### [Given request]
Select and copy every line of the records below that contains the string "window". Matching is case-sensitive.

### [Given information]
########################################

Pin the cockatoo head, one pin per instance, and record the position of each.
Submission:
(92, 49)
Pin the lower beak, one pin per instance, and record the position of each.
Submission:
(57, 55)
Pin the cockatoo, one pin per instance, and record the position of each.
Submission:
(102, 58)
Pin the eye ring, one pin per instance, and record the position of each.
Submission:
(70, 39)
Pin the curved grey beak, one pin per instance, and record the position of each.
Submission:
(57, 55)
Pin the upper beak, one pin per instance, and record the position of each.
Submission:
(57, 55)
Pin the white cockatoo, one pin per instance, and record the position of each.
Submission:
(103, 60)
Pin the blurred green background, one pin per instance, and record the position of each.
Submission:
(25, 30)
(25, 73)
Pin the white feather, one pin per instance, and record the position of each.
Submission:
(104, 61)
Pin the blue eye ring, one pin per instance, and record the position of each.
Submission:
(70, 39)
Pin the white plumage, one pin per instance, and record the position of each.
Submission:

########################################

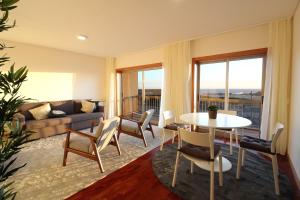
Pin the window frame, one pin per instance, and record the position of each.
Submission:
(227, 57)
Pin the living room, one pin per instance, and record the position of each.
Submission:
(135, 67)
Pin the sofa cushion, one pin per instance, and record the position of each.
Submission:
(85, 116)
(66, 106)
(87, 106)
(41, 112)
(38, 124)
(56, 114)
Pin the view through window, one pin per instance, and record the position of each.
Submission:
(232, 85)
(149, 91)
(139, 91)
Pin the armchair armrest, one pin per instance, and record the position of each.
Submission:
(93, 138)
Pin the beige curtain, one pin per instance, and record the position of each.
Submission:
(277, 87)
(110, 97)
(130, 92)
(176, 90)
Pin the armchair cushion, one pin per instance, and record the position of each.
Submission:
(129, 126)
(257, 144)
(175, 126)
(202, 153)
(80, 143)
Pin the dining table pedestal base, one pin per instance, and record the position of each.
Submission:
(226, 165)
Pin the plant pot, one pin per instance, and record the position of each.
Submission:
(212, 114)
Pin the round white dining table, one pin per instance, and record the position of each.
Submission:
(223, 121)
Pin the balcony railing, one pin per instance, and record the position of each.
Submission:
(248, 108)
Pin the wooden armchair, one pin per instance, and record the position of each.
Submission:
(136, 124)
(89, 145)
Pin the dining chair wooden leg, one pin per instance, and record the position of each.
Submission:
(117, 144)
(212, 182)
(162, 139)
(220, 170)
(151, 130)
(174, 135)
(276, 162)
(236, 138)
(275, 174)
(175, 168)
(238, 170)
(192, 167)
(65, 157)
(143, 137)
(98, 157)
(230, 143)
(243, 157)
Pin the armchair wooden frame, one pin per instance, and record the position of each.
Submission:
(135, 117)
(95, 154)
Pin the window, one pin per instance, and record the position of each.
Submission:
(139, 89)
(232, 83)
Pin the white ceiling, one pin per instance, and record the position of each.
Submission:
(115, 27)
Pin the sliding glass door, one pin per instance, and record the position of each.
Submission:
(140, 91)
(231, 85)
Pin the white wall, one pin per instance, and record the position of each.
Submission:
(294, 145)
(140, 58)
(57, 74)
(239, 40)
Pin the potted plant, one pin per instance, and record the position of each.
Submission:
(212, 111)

########################################

### [Response for this exercise]
Pin the window frame, one pin per instance, and record the position of each.
Pin the view through window, one pin per instance, and record the position of each.
Pin the window, one pin per instance, and record the position of each.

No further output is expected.